■ WHAT TO DO ■
Go to the line containing "The component shall locate the blue banner" in the records below and print it and every following line exactly, on through the line containing "The component shall locate the orange flower", then stop.

[Stored data entries]
····················

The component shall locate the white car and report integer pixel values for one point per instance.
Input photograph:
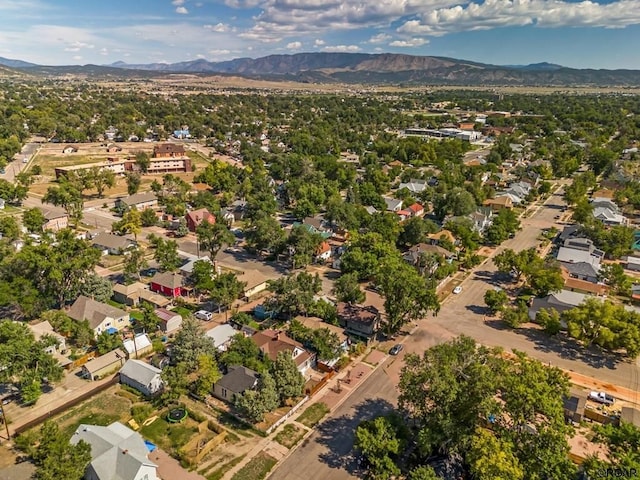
(203, 315)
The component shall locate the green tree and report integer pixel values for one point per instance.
(102, 178)
(106, 342)
(208, 374)
(379, 442)
(347, 289)
(550, 320)
(133, 263)
(190, 343)
(491, 458)
(495, 300)
(289, 381)
(212, 237)
(225, 289)
(67, 196)
(405, 301)
(133, 182)
(96, 287)
(143, 161)
(148, 218)
(9, 228)
(264, 233)
(33, 220)
(166, 254)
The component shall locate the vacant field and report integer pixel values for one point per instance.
(290, 435)
(257, 469)
(313, 414)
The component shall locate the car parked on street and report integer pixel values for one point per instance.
(203, 315)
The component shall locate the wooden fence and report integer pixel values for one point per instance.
(61, 408)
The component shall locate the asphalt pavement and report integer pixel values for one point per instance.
(328, 453)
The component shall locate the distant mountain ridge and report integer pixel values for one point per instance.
(362, 68)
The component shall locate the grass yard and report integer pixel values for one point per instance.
(218, 473)
(313, 414)
(169, 436)
(290, 435)
(257, 469)
(106, 408)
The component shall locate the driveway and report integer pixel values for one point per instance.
(328, 452)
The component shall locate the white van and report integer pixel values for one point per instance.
(203, 315)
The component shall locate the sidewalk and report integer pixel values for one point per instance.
(333, 394)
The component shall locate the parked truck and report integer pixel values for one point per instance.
(602, 397)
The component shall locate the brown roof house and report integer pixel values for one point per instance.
(238, 380)
(110, 244)
(196, 217)
(358, 320)
(101, 316)
(104, 365)
(498, 203)
(272, 342)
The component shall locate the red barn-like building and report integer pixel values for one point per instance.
(196, 217)
(169, 284)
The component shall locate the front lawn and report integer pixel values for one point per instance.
(313, 414)
(169, 436)
(290, 435)
(257, 469)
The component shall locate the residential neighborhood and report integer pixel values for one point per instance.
(203, 304)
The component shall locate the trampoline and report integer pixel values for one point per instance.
(150, 446)
(177, 415)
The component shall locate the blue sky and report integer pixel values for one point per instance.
(581, 34)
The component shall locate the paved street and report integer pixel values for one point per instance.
(327, 452)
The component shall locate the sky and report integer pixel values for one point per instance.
(579, 34)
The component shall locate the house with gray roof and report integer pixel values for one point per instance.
(581, 270)
(142, 376)
(222, 335)
(101, 316)
(559, 301)
(117, 453)
(238, 380)
(414, 185)
(393, 204)
(110, 244)
(140, 201)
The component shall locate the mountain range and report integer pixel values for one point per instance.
(362, 68)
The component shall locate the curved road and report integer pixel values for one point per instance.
(327, 453)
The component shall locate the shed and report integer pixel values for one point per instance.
(142, 376)
(169, 321)
(108, 363)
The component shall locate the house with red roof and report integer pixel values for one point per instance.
(416, 210)
(323, 252)
(272, 342)
(196, 217)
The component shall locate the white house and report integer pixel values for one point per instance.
(222, 335)
(101, 316)
(142, 376)
(117, 452)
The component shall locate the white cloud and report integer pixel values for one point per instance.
(379, 38)
(218, 27)
(342, 48)
(507, 13)
(413, 42)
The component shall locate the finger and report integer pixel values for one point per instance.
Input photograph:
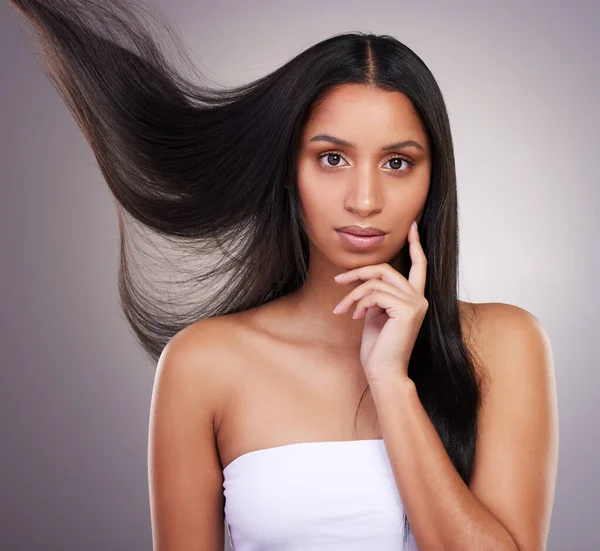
(383, 272)
(363, 290)
(392, 304)
(418, 270)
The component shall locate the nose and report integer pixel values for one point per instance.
(364, 195)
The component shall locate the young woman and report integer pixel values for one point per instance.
(368, 411)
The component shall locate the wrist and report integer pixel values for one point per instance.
(392, 383)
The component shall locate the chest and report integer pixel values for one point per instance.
(281, 394)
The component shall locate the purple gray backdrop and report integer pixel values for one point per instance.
(522, 85)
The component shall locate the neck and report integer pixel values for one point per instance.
(311, 306)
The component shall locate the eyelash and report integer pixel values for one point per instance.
(410, 163)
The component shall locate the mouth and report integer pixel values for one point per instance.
(361, 231)
(361, 241)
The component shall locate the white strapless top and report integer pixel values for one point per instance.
(314, 496)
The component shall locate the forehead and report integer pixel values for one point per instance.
(355, 109)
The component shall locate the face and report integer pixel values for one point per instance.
(360, 181)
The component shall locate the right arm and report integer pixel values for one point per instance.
(184, 469)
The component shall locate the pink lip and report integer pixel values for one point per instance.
(361, 241)
(359, 230)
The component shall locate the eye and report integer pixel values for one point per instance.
(335, 156)
(398, 160)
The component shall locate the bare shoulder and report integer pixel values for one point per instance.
(499, 325)
(204, 356)
(517, 442)
(185, 475)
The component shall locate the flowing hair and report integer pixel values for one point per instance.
(163, 134)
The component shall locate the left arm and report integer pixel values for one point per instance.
(509, 501)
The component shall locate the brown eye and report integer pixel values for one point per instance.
(333, 157)
(398, 163)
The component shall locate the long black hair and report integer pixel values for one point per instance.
(212, 170)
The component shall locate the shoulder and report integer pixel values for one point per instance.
(502, 327)
(509, 342)
(198, 361)
(517, 440)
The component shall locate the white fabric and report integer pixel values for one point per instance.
(314, 496)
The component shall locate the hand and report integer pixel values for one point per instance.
(394, 309)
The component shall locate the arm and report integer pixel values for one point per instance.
(185, 476)
(509, 502)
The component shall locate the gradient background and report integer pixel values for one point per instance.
(521, 81)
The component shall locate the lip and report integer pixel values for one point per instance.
(361, 241)
(359, 230)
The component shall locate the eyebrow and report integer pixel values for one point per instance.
(344, 143)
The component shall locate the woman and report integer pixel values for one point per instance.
(316, 169)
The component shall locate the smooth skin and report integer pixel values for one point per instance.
(290, 370)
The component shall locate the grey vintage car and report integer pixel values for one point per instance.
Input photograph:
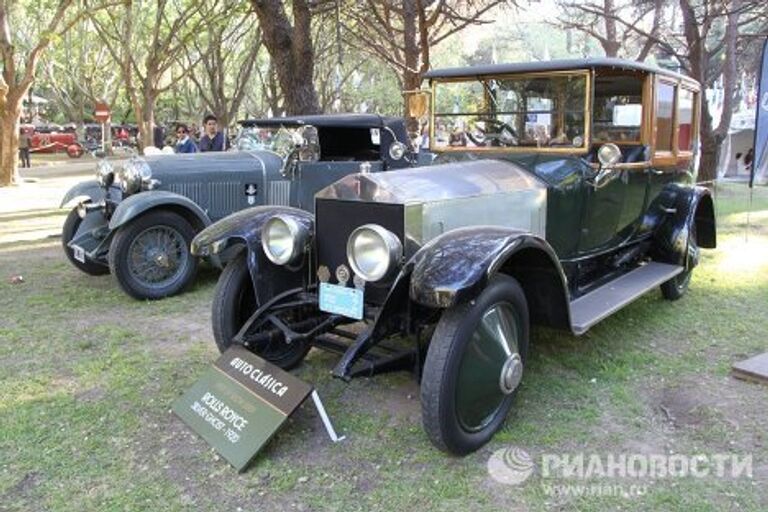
(138, 220)
(562, 191)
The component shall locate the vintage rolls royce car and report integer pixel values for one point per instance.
(137, 221)
(561, 192)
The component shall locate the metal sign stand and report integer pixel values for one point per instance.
(326, 420)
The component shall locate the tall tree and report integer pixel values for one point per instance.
(290, 46)
(602, 21)
(147, 39)
(705, 45)
(402, 33)
(20, 67)
(78, 73)
(227, 52)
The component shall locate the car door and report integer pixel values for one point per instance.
(613, 211)
(615, 207)
(676, 113)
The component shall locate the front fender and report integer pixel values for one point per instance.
(456, 266)
(678, 210)
(243, 227)
(133, 206)
(84, 190)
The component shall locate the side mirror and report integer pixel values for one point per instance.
(417, 103)
(608, 156)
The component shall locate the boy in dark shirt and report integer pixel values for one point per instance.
(184, 143)
(212, 139)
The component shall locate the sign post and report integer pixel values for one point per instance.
(102, 114)
(241, 402)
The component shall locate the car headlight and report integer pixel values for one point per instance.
(373, 252)
(133, 174)
(105, 175)
(397, 150)
(283, 239)
(609, 154)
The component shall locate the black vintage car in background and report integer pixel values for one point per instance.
(138, 220)
(562, 192)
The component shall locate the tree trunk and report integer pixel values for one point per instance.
(711, 143)
(145, 120)
(9, 145)
(411, 77)
(292, 54)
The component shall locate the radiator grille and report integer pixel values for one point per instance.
(225, 198)
(279, 193)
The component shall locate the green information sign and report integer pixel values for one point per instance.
(239, 404)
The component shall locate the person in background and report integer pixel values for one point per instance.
(158, 136)
(24, 143)
(184, 144)
(212, 139)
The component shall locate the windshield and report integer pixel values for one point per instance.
(278, 139)
(526, 111)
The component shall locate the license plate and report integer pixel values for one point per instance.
(341, 300)
(79, 253)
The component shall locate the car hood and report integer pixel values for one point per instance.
(187, 165)
(436, 183)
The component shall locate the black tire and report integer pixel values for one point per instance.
(67, 233)
(441, 395)
(678, 286)
(174, 266)
(233, 303)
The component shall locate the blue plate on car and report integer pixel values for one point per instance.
(341, 300)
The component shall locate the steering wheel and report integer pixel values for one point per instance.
(495, 132)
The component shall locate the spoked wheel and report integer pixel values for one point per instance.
(150, 256)
(676, 287)
(474, 366)
(233, 303)
(67, 234)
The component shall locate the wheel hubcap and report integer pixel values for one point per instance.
(511, 374)
(491, 368)
(157, 256)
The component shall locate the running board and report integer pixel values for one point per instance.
(589, 309)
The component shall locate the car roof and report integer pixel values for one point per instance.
(330, 120)
(554, 65)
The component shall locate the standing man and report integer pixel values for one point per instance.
(24, 147)
(184, 144)
(212, 139)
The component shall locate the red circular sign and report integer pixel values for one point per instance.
(101, 113)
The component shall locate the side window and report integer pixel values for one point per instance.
(665, 103)
(617, 115)
(686, 101)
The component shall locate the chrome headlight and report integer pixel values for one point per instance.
(397, 150)
(105, 174)
(283, 239)
(373, 252)
(135, 172)
(609, 154)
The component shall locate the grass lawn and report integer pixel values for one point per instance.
(87, 377)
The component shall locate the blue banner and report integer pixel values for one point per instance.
(760, 159)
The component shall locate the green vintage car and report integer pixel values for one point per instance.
(562, 191)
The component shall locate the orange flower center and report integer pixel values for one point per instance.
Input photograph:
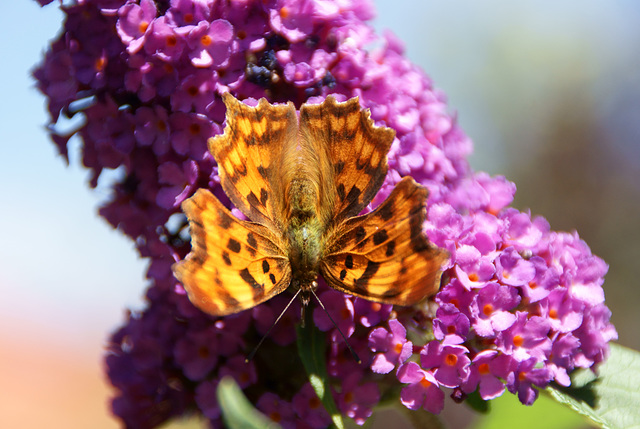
(206, 40)
(451, 359)
(518, 340)
(487, 309)
(275, 416)
(171, 41)
(314, 402)
(100, 64)
(425, 383)
(194, 129)
(203, 352)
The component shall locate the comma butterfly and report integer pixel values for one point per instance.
(302, 183)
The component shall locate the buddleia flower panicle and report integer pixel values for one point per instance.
(520, 305)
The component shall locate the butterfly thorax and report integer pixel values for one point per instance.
(304, 235)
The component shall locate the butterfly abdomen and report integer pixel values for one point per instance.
(305, 232)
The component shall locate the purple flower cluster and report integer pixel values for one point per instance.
(520, 305)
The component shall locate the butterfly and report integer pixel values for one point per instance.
(301, 182)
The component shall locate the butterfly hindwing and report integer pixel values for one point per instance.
(355, 150)
(249, 156)
(384, 256)
(233, 264)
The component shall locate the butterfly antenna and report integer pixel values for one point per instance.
(255, 349)
(355, 356)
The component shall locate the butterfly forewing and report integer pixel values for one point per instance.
(383, 255)
(249, 156)
(233, 264)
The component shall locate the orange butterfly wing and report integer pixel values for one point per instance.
(233, 264)
(384, 256)
(351, 154)
(250, 156)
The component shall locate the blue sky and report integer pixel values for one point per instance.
(65, 272)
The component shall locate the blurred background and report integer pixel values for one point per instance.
(549, 92)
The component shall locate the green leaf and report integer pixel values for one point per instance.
(611, 400)
(237, 411)
(477, 403)
(508, 412)
(312, 350)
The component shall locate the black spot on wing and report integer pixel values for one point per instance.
(264, 196)
(360, 233)
(391, 292)
(241, 169)
(380, 236)
(234, 246)
(249, 279)
(348, 262)
(391, 248)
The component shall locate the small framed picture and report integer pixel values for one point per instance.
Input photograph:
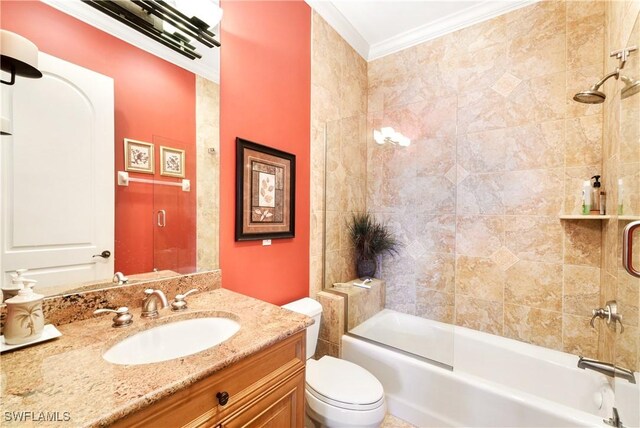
(171, 162)
(265, 192)
(138, 156)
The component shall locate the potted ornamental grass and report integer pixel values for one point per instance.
(370, 239)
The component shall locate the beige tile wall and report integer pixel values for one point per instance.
(621, 161)
(208, 168)
(338, 107)
(498, 151)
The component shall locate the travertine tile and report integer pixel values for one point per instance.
(503, 258)
(479, 314)
(585, 33)
(479, 236)
(537, 100)
(584, 141)
(456, 174)
(434, 156)
(480, 278)
(582, 242)
(436, 271)
(535, 55)
(481, 194)
(506, 84)
(535, 146)
(578, 337)
(628, 298)
(485, 151)
(534, 238)
(536, 285)
(627, 348)
(435, 305)
(581, 290)
(535, 326)
(539, 19)
(528, 192)
(436, 233)
(423, 120)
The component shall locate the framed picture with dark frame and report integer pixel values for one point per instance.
(265, 192)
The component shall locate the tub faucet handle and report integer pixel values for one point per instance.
(122, 317)
(608, 313)
(179, 304)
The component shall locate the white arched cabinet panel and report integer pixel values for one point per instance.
(57, 176)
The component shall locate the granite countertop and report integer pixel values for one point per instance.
(67, 379)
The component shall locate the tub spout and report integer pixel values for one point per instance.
(607, 369)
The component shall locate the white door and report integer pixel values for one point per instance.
(57, 201)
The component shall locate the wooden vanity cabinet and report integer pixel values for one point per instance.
(265, 389)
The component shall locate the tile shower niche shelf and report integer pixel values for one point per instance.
(628, 217)
(585, 217)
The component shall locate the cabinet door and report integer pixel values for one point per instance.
(280, 408)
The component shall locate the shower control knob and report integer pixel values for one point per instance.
(223, 397)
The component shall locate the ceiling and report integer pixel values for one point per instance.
(375, 28)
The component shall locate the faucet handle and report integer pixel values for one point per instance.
(179, 304)
(122, 316)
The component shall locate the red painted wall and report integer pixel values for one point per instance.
(265, 97)
(154, 100)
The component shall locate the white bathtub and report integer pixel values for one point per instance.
(494, 381)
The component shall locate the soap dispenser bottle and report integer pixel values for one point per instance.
(25, 320)
(595, 194)
(17, 282)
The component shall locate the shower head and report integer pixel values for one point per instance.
(593, 95)
(631, 87)
(590, 96)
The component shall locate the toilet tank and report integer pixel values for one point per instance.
(313, 309)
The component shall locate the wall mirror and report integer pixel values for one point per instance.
(78, 203)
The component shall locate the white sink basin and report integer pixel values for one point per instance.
(173, 340)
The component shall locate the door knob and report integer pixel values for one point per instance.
(223, 397)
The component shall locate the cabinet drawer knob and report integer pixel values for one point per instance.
(223, 397)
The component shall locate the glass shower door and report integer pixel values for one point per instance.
(626, 345)
(174, 217)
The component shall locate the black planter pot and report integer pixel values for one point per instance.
(366, 268)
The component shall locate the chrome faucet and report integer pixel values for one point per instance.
(607, 369)
(150, 303)
(610, 314)
(119, 278)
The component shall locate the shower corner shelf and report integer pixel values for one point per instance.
(599, 217)
(585, 217)
(628, 217)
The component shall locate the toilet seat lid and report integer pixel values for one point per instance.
(343, 383)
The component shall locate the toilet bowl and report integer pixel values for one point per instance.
(338, 393)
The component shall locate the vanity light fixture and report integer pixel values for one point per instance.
(18, 57)
(388, 135)
(163, 23)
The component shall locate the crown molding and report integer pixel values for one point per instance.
(448, 24)
(208, 66)
(445, 25)
(341, 24)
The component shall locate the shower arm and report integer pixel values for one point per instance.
(615, 74)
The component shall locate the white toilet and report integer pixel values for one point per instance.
(338, 393)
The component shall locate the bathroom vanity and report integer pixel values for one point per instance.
(265, 390)
(256, 377)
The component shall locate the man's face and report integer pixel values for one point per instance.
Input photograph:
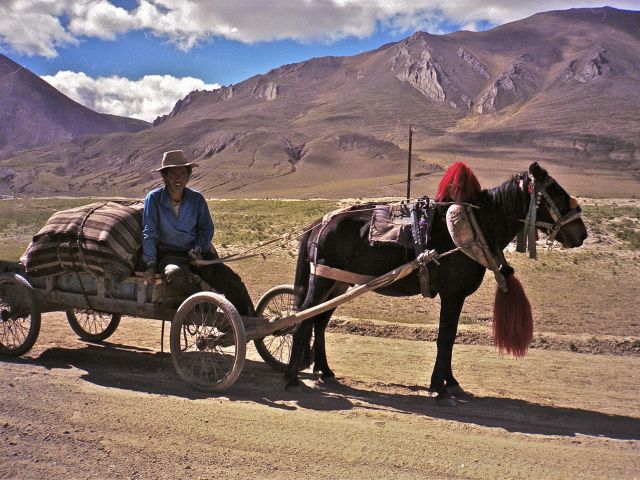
(176, 178)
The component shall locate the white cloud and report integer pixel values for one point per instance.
(40, 27)
(146, 98)
(34, 28)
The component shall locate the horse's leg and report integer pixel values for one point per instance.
(319, 289)
(321, 365)
(442, 377)
(301, 339)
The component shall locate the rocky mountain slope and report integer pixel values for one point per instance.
(33, 113)
(558, 87)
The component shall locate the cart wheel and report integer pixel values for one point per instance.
(92, 326)
(275, 349)
(19, 315)
(208, 343)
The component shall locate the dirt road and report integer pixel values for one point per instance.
(118, 410)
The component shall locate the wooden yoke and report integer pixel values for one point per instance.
(388, 278)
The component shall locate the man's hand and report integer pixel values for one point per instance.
(149, 273)
(195, 253)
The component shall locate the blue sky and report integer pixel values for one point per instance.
(138, 57)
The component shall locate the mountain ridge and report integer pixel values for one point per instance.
(559, 87)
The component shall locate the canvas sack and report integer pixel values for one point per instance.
(102, 238)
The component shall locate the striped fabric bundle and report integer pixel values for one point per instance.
(102, 238)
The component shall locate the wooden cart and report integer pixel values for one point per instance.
(207, 336)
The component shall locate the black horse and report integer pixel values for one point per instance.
(344, 245)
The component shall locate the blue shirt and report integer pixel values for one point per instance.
(163, 231)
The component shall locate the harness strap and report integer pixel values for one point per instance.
(339, 275)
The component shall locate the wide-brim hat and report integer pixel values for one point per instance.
(174, 158)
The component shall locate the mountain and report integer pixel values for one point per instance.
(558, 87)
(33, 113)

····················

■ TASK RESULT ■
The component shall locate the blue banner and report integer pixel values for one point per instance.
(760, 159)
The component shall locate the green vintage car and report integer pixel values for one point per instance.
(562, 191)
The component shall locate the orange flower center and report integer pixel values for one point per instance.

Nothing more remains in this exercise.